Tarea asignada 1: Resume en forma de lista el párrafo del texto sobre la esclerosis múltiple que empieza con "Nací en Almería", sin perder sus datos principales.
Tarea asignada 2: Copia del texto sobre la esclerosis múltiple todo lo que va desde "El infierno entre mis dedos, eso" hasta "infierno en vida.".

El infierno entre mis dedos, eso llevo desde que tengo esclerosis múltiple. Un infierno que no sólo afecta a mis dedos sino a todo mi cuerpo. El infierno entre mis dedos y mi alma porque a veces la vida te destroza, te arrastra y no contenta con eso te envía una enfermedad que te hace retorcer como una hoja seca en otoño, como un animal herido de muerte pero sin llegar a estarlo.
El infierno entre mis manos, cuando no puedo sentir más allá del dolor, cuando no puedo acariciar a quien amo, cuando nadie quiere estar conmigo por miedo a sentir como me resquebrajo entre sus brazos. Ese infierno que no es de fuego sino de soledad, que no es de pecadores sino de enfermos, ese infierno en vida.
Una sonrisa amarga que trata de disimular el sufrimiento, una mirada triste que trata de ocultar el llanto, unos labios secos esperando beber del manantial de un beso. El infierno, aquello que todo el mundo teme y que sólo unos cuantos sabemos que es.
Nací en Almería, a los pies de la Alcazaba, en el cerro de San Cristóbal. Todavía estábamos en la dictadura y como algo que me ha marcado, nunca fui libre para elegir, un estigma que ha imposibilitado ascender de este infierno al paraíso. Libre, hermosa palabra cuando se anhela, cuando no se posee. Libre para vivir, para amar, para soñar, para ser yo mismo.
Tengo la mirada triste, la sonrisa amable y el corazón roto. Tengo el dolor enraizado en las entrañas como una gangrena comiéndome por dentro, pudriéndome desde lo más profundo de mi ser y en cambio he de sonreír para seguir viviendo, para soportar esta soledad que me envuelve como una noche oscura. Tengo la mirada triste, las manos retorcidas por el dolor y el alma…el alma no sé si me queda algo dentro.

Datos para ubicar puntos en imágenes:
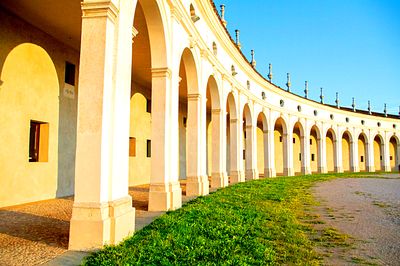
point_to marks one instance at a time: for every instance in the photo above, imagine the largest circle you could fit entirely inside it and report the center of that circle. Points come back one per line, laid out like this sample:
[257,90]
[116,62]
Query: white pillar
[354,166]
[165,192]
[219,178]
[288,169]
[322,163]
[197,181]
[102,212]
[236,157]
[251,152]
[305,153]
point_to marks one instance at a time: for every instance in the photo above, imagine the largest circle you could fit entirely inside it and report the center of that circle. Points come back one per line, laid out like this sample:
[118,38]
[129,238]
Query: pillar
[197,180]
[288,169]
[219,178]
[236,151]
[102,211]
[165,192]
[306,154]
[251,152]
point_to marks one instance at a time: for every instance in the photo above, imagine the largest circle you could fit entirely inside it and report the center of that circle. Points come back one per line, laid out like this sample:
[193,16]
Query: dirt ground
[368,210]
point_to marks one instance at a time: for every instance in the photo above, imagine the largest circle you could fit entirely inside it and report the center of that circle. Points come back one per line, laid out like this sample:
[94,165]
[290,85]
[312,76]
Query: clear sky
[346,46]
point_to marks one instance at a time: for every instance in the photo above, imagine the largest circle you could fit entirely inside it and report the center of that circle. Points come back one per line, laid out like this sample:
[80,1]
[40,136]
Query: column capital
[162,72]
[99,9]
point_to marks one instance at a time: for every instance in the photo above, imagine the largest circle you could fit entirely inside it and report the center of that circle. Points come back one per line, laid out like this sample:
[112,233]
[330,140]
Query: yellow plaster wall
[330,157]
[346,154]
[260,151]
[361,152]
[32,66]
[278,152]
[314,150]
[377,155]
[140,129]
[296,152]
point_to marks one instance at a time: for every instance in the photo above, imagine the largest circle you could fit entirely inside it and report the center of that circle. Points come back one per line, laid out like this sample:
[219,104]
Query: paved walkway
[37,233]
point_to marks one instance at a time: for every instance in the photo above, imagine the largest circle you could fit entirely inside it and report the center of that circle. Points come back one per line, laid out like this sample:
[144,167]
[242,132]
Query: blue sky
[346,46]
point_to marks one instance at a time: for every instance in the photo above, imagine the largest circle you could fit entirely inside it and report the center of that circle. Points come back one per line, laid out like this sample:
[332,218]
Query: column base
[288,172]
[197,186]
[165,197]
[269,172]
[370,169]
[306,170]
[237,177]
[338,169]
[219,180]
[94,225]
[252,174]
[322,170]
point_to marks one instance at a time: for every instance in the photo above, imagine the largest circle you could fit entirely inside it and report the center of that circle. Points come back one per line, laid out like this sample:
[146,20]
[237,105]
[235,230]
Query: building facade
[97,96]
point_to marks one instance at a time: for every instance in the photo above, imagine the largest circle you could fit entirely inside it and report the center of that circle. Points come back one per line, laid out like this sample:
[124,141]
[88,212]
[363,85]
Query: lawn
[262,222]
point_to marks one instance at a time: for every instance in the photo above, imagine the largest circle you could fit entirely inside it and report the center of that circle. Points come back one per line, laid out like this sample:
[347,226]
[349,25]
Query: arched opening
[262,144]
[330,150]
[280,135]
[394,150]
[231,137]
[378,153]
[315,160]
[298,153]
[362,151]
[346,151]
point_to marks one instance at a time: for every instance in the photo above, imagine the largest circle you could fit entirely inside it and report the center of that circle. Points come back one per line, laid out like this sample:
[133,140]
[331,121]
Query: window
[132,147]
[38,141]
[148,148]
[70,73]
[148,106]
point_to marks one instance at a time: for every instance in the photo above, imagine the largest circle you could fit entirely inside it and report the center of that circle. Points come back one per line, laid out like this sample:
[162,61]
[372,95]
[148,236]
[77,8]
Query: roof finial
[369,107]
[253,62]
[322,96]
[223,15]
[385,110]
[237,32]
[337,100]
[270,75]
[306,89]
[288,84]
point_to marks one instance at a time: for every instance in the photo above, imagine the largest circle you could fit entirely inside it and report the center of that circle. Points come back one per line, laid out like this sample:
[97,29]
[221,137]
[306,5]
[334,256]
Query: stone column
[251,152]
[165,192]
[236,157]
[288,169]
[102,212]
[197,181]
[219,178]
[306,154]
[269,158]
[354,166]
[338,148]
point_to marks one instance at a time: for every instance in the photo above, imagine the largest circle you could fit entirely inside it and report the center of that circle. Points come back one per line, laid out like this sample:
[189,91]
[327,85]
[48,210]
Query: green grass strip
[261,222]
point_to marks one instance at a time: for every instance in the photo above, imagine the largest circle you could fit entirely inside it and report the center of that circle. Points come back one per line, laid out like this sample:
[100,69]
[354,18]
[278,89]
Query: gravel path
[367,209]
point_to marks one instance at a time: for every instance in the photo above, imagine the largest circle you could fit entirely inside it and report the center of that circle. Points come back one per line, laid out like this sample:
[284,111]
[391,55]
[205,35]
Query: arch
[378,143]
[331,150]
[362,151]
[29,98]
[346,150]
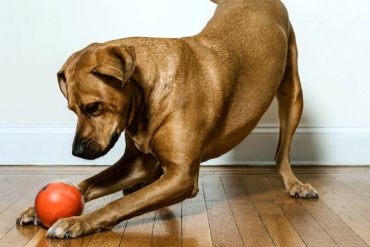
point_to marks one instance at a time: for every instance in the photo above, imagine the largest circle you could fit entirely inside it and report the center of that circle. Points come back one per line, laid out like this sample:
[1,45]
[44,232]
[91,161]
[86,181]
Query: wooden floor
[235,207]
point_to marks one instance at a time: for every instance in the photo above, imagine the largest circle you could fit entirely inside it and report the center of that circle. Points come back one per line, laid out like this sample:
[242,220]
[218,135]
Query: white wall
[37,36]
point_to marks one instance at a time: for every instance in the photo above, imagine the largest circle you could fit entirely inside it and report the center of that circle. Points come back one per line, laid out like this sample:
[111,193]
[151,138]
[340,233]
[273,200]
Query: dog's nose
[78,148]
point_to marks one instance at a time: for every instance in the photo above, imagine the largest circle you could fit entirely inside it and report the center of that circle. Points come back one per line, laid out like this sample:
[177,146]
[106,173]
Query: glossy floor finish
[236,206]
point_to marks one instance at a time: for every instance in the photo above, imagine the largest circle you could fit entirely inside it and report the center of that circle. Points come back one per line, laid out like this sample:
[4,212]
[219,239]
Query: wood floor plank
[339,231]
[224,231]
[251,211]
[250,224]
[8,217]
[346,209]
[167,227]
[281,231]
[308,229]
[139,231]
[194,222]
[112,237]
[10,188]
[19,202]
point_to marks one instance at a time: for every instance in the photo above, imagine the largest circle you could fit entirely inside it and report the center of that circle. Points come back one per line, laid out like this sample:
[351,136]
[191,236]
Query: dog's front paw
[28,217]
[300,190]
[72,227]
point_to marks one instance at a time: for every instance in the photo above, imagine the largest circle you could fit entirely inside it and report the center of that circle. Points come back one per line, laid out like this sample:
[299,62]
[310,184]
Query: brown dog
[180,102]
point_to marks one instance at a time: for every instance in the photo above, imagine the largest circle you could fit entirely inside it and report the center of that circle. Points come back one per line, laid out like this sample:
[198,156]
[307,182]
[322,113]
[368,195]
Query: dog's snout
[86,148]
[78,148]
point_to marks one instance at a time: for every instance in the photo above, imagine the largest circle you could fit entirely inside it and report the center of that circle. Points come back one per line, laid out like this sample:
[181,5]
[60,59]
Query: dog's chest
[141,144]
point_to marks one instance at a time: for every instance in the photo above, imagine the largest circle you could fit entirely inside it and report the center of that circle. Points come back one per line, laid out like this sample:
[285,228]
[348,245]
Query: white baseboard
[311,146]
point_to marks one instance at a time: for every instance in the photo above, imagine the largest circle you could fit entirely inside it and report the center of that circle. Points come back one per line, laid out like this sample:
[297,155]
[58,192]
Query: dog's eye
[93,109]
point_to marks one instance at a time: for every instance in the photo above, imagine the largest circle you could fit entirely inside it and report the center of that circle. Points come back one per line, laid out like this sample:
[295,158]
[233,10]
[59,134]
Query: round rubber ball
[60,199]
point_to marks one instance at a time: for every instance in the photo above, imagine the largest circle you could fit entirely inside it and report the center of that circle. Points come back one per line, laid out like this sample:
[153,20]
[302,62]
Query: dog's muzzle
[86,148]
[89,149]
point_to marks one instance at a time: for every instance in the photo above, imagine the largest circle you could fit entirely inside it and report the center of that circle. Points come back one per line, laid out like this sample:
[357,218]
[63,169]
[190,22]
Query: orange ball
[60,199]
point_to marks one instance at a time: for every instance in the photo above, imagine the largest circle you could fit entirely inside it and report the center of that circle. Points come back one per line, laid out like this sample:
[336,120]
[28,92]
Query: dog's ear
[118,62]
[62,82]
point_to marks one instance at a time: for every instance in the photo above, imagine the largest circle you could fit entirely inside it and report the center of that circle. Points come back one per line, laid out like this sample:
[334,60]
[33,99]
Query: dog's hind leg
[290,105]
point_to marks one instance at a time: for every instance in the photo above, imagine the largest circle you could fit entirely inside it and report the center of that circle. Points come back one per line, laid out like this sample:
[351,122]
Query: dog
[179,102]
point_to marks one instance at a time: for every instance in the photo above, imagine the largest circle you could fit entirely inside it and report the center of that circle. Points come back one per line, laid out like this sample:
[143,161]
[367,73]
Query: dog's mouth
[89,149]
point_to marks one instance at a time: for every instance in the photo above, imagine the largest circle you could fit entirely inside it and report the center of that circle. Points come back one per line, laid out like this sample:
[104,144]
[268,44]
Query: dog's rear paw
[300,190]
[28,217]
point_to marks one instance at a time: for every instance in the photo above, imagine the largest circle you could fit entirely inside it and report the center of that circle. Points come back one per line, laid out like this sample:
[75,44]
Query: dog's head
[94,81]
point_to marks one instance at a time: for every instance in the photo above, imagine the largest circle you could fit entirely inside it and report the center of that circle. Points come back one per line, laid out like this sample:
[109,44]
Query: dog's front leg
[174,186]
[127,172]
[133,168]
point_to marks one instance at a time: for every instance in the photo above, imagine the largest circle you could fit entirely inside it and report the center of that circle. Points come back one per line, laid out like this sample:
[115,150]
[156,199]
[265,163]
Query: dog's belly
[251,97]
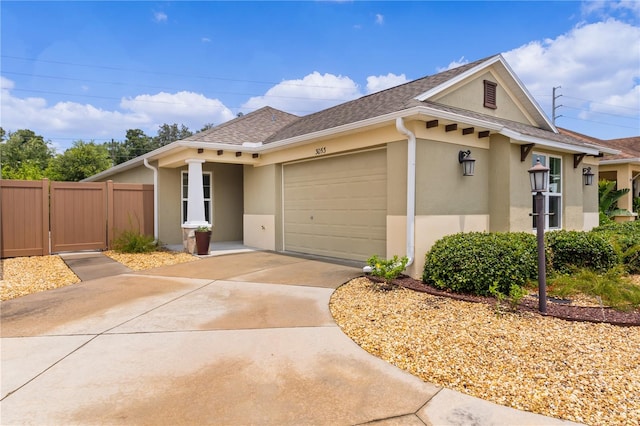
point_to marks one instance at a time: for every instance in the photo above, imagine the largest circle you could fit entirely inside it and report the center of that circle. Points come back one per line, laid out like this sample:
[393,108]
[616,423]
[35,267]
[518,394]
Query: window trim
[548,194]
[184,200]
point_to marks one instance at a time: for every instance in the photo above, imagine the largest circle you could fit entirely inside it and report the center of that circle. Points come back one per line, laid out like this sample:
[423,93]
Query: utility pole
[554,107]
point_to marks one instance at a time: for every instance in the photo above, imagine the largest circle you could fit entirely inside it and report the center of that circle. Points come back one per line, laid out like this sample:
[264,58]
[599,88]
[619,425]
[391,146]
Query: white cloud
[188,108]
[381,82]
[454,64]
[160,16]
[624,10]
[596,65]
[65,120]
[312,93]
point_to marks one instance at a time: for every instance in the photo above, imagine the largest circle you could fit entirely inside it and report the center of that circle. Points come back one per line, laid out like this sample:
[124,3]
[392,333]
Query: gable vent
[490,94]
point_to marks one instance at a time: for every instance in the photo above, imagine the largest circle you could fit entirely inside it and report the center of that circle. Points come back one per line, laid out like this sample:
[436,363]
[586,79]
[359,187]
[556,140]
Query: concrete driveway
[230,340]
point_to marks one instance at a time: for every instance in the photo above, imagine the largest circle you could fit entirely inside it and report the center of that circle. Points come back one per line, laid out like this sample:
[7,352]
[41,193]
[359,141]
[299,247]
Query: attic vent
[490,94]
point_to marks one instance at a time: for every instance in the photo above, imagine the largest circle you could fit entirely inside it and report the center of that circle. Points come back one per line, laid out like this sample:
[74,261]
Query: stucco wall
[441,189]
[470,96]
[169,183]
[228,201]
[262,207]
[397,178]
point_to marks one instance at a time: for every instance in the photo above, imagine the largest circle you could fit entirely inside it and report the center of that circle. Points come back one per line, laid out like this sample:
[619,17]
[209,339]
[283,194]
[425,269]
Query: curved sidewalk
[230,340]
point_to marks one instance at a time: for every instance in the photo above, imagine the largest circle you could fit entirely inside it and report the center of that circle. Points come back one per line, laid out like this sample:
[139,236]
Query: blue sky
[91,70]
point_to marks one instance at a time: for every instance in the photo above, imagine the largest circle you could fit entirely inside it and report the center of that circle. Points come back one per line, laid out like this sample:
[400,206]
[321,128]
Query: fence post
[46,220]
[110,213]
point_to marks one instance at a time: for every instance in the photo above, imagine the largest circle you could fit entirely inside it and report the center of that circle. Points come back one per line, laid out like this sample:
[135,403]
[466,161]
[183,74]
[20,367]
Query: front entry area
[337,206]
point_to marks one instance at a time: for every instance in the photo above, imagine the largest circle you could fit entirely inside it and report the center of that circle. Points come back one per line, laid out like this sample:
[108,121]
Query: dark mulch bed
[554,309]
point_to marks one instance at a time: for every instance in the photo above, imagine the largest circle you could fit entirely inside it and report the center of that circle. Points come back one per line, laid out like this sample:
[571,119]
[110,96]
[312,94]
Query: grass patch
[134,242]
[612,287]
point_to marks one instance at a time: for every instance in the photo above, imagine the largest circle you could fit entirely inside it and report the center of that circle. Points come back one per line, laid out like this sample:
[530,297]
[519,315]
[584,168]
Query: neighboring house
[622,167]
[376,175]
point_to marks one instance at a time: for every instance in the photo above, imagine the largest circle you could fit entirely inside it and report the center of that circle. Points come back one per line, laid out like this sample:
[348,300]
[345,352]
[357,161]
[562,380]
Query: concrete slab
[184,345]
[453,408]
[23,359]
[224,267]
[92,307]
[238,305]
[273,377]
[93,265]
[307,273]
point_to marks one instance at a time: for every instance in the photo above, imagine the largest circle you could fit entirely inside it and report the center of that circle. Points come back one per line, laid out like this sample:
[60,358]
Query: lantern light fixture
[468,163]
[539,175]
[587,175]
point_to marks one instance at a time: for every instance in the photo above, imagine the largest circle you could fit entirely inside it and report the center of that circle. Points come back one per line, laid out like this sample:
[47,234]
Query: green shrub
[389,269]
[477,261]
[611,287]
[571,249]
[134,242]
[625,239]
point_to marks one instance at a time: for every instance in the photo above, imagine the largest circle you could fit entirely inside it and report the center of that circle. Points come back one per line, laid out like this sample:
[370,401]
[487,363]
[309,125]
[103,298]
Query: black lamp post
[539,176]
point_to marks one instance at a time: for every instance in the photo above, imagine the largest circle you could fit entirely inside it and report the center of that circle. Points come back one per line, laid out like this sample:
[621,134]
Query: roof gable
[465,90]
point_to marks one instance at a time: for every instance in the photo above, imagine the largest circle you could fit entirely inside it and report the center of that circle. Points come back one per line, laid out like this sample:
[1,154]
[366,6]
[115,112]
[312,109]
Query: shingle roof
[268,124]
[629,147]
[253,127]
[384,102]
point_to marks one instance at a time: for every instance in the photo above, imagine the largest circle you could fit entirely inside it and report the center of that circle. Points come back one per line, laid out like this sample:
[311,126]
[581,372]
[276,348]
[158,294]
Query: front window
[206,186]
[553,196]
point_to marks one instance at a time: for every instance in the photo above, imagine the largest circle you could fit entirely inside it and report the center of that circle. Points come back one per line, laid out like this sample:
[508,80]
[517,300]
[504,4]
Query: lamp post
[539,176]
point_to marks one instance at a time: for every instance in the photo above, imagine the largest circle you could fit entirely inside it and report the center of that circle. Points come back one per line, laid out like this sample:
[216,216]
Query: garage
[337,206]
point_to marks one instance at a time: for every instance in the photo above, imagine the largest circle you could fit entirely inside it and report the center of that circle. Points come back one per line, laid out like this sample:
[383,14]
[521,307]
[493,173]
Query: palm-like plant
[608,199]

Tu respuesta 1:
- Nació en Almería, al pie de la Alcazaba, en el cerro de San Cristóbal.
- Fue durante la dictadura.
- Nunca tuvo libertad para elegir, y eso le dejó una marca que le ha impedido subir de este infierno al paraíso.
- "Libre" es una palabra hermosa cuando se desea y no se tiene: libre para vivir, amar, soñar y ser uno mismo.

Tu respuesta 2:
El infierno entre mis dedos, eso llevo desde que tengo esclerosis múltiple. Un infierno que no sólo afecta a mis dedos sino a todo mi cuerpo. El infierno entre mis dedos y mi alma porque a veces la vida te destroza, te arrastra y no contenta con eso te envía una enfermedad que te hace retorcer como una hoja seca en otoño, como un animal herido de muerte pero sin llegar a estarlo.
El infierno entre mis manos, cuando no puedo sentir más allá del dolor, cuando no puedo acariciar a quien amo, cuando nadie quiere estar conmigo por miedo a sentir como me resquebrajo entre sus brazos. Ese infierno que no es de fuego sino de soledad, que no es de pecadores sino de enfermos, ese infierno en vida.